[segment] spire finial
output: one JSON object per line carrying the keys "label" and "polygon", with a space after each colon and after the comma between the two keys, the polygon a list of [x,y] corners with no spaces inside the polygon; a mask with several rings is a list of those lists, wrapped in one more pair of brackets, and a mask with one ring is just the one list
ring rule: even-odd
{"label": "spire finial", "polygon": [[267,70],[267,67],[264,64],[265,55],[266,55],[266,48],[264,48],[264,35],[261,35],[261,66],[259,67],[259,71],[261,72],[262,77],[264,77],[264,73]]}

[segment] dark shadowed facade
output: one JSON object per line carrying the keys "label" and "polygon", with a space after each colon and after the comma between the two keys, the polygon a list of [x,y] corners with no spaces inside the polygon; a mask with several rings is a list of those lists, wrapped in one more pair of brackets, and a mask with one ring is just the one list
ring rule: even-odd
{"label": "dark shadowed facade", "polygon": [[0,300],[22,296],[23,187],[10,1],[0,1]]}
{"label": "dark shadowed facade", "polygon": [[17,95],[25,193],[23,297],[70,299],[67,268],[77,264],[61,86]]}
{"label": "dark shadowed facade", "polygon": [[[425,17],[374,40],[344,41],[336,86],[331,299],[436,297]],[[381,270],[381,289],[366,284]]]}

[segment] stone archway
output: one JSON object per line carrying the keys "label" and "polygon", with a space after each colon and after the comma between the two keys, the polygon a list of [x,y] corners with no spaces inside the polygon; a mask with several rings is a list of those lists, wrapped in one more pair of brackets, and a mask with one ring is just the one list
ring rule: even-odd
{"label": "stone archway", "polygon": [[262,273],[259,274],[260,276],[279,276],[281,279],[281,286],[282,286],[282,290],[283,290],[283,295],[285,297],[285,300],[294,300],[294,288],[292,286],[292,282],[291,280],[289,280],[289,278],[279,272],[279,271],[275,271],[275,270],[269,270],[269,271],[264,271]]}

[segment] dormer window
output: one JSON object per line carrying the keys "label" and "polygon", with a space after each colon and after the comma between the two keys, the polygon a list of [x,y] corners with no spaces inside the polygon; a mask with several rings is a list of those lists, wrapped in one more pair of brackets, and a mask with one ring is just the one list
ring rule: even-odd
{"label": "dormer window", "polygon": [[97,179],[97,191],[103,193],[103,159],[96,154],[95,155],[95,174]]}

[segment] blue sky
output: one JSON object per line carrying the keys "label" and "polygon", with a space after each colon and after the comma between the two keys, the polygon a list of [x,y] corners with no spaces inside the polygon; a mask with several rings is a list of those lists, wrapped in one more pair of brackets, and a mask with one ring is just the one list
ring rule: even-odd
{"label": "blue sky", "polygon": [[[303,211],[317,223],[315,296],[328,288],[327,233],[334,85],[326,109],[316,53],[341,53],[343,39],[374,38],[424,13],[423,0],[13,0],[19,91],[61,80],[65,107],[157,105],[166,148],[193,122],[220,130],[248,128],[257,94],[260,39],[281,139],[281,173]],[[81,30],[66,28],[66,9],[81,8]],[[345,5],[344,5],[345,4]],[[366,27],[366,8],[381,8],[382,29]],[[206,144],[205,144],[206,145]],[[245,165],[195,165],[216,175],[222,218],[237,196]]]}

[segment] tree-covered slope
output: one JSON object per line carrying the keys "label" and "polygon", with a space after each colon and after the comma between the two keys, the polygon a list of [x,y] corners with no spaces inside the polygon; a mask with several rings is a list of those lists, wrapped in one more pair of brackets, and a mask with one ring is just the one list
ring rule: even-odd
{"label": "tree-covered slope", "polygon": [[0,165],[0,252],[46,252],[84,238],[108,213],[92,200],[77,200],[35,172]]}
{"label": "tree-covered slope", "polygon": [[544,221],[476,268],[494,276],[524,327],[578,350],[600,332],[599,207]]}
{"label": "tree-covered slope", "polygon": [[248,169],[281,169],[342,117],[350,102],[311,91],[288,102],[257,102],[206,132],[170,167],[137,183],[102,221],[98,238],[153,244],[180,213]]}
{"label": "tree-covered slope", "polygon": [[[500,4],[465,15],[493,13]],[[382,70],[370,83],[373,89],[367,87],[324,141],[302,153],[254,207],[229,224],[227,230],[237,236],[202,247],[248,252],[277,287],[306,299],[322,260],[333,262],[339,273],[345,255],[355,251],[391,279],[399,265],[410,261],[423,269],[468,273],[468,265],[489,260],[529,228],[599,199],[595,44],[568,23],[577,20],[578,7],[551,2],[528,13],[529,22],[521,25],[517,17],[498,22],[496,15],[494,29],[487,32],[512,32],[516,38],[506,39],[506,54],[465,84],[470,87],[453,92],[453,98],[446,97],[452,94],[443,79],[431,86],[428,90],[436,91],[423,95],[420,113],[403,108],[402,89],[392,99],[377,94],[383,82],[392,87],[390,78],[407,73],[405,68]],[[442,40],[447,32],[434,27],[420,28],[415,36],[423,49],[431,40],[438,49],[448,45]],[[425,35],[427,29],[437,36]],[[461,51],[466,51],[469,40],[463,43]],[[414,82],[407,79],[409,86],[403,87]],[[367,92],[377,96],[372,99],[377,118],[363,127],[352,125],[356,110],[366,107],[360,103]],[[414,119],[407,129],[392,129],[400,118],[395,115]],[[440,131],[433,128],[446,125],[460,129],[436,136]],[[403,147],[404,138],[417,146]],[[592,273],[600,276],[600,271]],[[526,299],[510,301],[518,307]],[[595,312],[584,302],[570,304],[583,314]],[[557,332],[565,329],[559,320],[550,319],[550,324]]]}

▶ _WHAT TO DO_:
Print the entries exactly.

▶ _SOLUTION_:
[segment] spire finial
output: one JSON object per line carrying the keys "label" and "polygon", with a space after each colon and after the comma between the two keys, the polygon a list of [x,y] corners with no spaces inside the polygon; a mask with several rings is a list of those lists, wrapped in one more pair of brackets, and a mask with one ring is just the one list
ring rule: even-odd
{"label": "spire finial", "polygon": [[267,70],[267,67],[264,64],[265,55],[266,55],[266,48],[264,48],[264,35],[261,35],[261,66],[259,67],[259,71],[261,72],[262,77],[264,77],[264,73]]}

[segment] dark shadowed facade
output: one JSON object per line carrying the keys "label" and "polygon", with a space after each colon and after the comma between the two keys, the polygon a list of [x,y] corners with no spaces inside the polygon; a mask with several rings is a list of those lists, wrapped in one more pair of brackets, and a mask with one ring is just the one list
ring rule: even-odd
{"label": "dark shadowed facade", "polygon": [[0,300],[22,296],[23,187],[10,1],[0,1]]}
{"label": "dark shadowed facade", "polygon": [[17,95],[25,193],[23,297],[70,299],[67,268],[77,264],[61,86]]}
{"label": "dark shadowed facade", "polygon": [[[425,17],[374,40],[344,41],[336,86],[331,299],[436,297]],[[381,270],[381,289],[366,284]]]}

[segment] stone archway
output: one JSON object per line carrying the keys "label" and "polygon", with a space after each colon and after the comma between the two keys, the polygon a list of [x,y] corners with no spaces inside the polygon; a mask with several rings is a list of those lists, wrapped in one more pair of brackets, and a mask with one ring is just the one list
ring rule: even-odd
{"label": "stone archway", "polygon": [[262,273],[259,274],[260,276],[279,276],[281,279],[281,286],[282,286],[282,290],[283,290],[283,295],[285,297],[285,300],[294,300],[294,288],[292,286],[292,282],[291,280],[289,280],[289,278],[279,272],[279,271],[275,271],[275,270],[269,270],[269,271],[264,271]]}

[segment] dormer window
output: one JSON object per line carrying the keys "label" and "polygon", with a space after each colon and after the comma between the two keys, the polygon a list of [x,y] corners with no spaces inside the polygon; a mask with several rings is a list of those lists, wrapped in one more pair of brackets, and a mask with one ring is just the one list
ring rule: even-odd
{"label": "dormer window", "polygon": [[97,179],[97,191],[103,193],[103,159],[96,154],[95,155],[95,174]]}

[segment] blue sky
output: one JSON object per line carrying the keys "label" and "polygon", with a space after each colon and after the comma between the two keys, the polygon a list of [x,y] corners with no spaces inside the polygon; a mask with several rings is a list of those lists, wrapped in one more pair of brackets, and a mask with one ring is just the one list
ring rule: even-odd
{"label": "blue sky", "polygon": [[[303,211],[317,223],[315,296],[328,288],[327,233],[334,85],[326,109],[316,53],[341,53],[343,39],[374,38],[424,13],[423,0],[13,0],[19,91],[61,80],[65,107],[157,105],[166,148],[193,122],[220,130],[248,128],[257,94],[260,39],[281,139],[281,173]],[[81,30],[66,28],[66,9],[81,8]],[[345,5],[344,5],[345,4]],[[366,27],[366,8],[381,8],[382,29]],[[206,144],[205,144],[206,145]],[[245,165],[195,165],[216,175],[222,218],[237,196]]]}

[segment] tree-covered slope
output: one JSON object per line carrying the keys "label" and "polygon", with a space after each colon and after the comma between the two keys, the polygon a list of [x,y] corners with no spaces inside the polygon; a mask with several rings is a list of those lists, wrapped in one more pair of brackets, and a mask with one ring is just the one list
ring rule: even-odd
{"label": "tree-covered slope", "polygon": [[0,165],[0,252],[46,252],[84,238],[108,213],[92,200],[77,200],[35,172]]}
{"label": "tree-covered slope", "polygon": [[544,221],[476,268],[494,276],[524,327],[578,350],[600,332],[599,207]]}
{"label": "tree-covered slope", "polygon": [[248,169],[281,169],[342,117],[350,102],[311,91],[288,102],[257,102],[206,132],[170,167],[137,183],[102,221],[98,238],[153,244],[180,213]]}
{"label": "tree-covered slope", "polygon": [[[500,4],[465,15],[493,13]],[[382,70],[370,83],[373,89],[367,87],[324,141],[302,153],[254,207],[229,224],[227,230],[237,236],[202,247],[248,252],[277,287],[306,299],[322,260],[333,262],[339,273],[345,255],[355,251],[391,279],[399,265],[410,261],[423,269],[468,273],[468,265],[489,260],[529,228],[599,199],[595,44],[568,23],[577,20],[578,7],[551,2],[528,13],[529,22],[521,25],[517,17],[498,22],[496,15],[494,29],[487,32],[512,32],[516,38],[506,39],[506,54],[465,84],[470,87],[453,92],[453,98],[446,97],[452,94],[443,79],[431,86],[428,90],[436,91],[423,95],[420,113],[403,108],[402,89],[392,99],[377,94],[383,82],[392,87],[390,78],[407,73],[405,68]],[[442,40],[447,32],[434,27],[420,28],[415,36],[423,49],[431,40],[438,49],[448,45]],[[425,35],[427,29],[437,36]],[[461,51],[466,51],[469,40],[463,43]],[[414,82],[407,79],[409,86],[403,87]],[[367,92],[377,96],[372,99],[377,118],[363,127],[352,125],[356,110],[366,107],[360,103]],[[414,119],[407,129],[392,129],[400,118],[395,115]],[[440,131],[433,128],[446,125],[460,129],[436,136]],[[403,147],[404,138],[417,146]],[[592,273],[600,276],[600,271]],[[526,299],[510,301],[518,307]],[[595,312],[584,302],[570,304],[583,314]],[[557,332],[565,329],[559,320],[550,319],[550,324]]]}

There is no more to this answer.